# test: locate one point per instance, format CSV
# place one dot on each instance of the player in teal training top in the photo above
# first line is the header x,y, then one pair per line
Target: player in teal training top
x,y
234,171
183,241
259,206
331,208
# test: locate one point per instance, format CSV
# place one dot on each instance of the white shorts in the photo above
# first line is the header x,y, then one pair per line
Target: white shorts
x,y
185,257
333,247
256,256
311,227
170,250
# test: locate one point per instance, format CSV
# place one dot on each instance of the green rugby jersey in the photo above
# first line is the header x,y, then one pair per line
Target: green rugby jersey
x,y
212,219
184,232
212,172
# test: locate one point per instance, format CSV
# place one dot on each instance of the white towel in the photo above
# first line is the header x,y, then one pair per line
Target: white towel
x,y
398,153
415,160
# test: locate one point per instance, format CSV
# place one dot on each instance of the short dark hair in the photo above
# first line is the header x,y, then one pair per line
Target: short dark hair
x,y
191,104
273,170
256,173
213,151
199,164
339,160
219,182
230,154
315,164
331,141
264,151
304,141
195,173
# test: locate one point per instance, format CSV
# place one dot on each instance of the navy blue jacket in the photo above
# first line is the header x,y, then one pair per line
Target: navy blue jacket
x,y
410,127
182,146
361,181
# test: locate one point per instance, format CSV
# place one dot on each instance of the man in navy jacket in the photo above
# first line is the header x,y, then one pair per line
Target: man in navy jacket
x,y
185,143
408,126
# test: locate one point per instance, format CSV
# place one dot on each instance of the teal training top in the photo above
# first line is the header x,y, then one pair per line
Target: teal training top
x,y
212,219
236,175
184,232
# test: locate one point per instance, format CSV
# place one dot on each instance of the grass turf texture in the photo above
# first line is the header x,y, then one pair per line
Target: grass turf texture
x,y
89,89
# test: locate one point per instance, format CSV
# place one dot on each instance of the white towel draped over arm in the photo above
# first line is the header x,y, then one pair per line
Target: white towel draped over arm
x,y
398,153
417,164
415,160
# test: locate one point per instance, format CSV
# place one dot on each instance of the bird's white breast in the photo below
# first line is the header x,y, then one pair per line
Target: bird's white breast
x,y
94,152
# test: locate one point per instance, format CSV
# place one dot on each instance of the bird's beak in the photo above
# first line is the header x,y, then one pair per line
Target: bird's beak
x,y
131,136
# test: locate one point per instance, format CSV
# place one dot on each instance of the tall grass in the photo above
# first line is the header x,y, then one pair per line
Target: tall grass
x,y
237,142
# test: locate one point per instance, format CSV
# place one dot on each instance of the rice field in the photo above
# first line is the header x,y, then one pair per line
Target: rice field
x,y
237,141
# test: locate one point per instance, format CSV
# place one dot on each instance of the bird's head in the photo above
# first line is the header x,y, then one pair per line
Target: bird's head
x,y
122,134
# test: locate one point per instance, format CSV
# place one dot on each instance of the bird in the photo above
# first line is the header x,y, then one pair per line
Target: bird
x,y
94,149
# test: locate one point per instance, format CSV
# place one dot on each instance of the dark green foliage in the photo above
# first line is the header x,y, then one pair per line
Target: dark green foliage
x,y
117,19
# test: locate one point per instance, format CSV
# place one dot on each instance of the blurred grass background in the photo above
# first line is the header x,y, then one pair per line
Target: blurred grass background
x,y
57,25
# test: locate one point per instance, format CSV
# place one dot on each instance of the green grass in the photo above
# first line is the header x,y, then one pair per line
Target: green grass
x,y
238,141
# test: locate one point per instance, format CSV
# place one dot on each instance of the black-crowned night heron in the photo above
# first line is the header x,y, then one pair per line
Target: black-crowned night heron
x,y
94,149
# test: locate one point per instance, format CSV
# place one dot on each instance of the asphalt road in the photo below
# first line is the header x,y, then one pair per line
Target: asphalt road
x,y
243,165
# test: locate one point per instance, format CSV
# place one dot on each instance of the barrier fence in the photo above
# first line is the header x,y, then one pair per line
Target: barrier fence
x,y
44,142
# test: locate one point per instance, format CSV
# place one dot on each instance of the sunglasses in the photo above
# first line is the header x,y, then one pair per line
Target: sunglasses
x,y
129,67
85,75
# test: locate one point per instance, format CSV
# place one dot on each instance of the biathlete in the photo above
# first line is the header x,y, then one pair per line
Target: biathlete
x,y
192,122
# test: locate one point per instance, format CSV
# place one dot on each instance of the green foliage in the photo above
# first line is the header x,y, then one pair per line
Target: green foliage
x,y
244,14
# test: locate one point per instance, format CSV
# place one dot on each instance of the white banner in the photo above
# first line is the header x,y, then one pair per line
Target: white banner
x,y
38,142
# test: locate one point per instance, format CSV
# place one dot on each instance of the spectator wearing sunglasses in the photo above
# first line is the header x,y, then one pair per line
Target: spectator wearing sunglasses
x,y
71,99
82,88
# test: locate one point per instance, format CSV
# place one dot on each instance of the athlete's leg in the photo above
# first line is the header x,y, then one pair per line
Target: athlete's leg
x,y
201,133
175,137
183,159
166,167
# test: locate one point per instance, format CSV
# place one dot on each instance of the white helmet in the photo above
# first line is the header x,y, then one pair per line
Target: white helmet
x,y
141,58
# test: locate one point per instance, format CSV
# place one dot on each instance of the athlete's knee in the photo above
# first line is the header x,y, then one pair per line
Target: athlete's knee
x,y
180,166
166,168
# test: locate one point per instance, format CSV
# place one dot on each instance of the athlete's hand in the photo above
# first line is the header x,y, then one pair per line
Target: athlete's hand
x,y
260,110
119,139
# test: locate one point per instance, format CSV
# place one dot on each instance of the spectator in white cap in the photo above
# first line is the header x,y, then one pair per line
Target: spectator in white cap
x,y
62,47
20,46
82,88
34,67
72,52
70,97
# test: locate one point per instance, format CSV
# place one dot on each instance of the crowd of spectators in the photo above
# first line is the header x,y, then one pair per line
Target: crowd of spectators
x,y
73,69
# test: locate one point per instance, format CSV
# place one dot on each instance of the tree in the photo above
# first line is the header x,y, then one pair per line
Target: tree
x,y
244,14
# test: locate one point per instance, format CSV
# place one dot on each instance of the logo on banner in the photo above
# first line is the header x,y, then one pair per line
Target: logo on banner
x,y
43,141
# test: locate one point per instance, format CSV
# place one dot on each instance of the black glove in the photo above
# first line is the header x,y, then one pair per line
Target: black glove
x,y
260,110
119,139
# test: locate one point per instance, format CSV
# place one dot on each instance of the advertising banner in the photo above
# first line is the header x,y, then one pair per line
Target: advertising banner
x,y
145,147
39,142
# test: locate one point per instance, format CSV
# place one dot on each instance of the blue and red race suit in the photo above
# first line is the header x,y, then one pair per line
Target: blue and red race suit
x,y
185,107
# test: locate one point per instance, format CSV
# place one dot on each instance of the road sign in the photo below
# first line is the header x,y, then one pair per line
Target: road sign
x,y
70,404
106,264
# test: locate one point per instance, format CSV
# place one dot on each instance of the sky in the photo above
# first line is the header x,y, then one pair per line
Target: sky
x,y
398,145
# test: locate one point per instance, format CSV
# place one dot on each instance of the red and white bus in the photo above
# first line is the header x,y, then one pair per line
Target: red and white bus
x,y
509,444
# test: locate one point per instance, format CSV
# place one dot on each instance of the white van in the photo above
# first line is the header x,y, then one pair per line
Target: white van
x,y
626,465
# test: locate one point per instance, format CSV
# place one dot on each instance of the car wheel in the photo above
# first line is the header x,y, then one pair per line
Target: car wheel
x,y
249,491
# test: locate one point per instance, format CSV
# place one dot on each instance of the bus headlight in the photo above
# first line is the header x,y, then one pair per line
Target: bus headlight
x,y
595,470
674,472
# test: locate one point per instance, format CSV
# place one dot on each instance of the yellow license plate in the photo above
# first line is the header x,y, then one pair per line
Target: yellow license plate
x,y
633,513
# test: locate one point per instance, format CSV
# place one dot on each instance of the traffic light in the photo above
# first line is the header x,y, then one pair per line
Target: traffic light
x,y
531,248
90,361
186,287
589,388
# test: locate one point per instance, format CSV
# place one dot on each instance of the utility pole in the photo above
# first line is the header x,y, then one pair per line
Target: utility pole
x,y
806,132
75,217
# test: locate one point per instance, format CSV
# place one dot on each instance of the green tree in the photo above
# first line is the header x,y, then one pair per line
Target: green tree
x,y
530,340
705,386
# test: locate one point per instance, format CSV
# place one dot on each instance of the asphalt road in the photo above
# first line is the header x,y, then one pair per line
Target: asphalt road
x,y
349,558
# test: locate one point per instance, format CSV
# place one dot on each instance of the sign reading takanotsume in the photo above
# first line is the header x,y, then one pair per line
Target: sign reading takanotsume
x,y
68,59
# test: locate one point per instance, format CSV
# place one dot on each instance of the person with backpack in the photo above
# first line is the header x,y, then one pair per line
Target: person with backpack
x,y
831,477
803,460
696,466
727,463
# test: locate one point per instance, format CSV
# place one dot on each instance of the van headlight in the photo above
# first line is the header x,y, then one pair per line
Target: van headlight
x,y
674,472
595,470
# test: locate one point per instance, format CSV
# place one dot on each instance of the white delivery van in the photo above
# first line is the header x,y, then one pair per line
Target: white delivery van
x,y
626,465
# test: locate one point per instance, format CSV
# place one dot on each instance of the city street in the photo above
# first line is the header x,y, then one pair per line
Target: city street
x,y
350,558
+===+
» Short problem
Please show every line from the lines above that contains the word "shorts", matching case.

» Correct response
# place one dot on each instance of the white shorts in the photo above
Target: white shorts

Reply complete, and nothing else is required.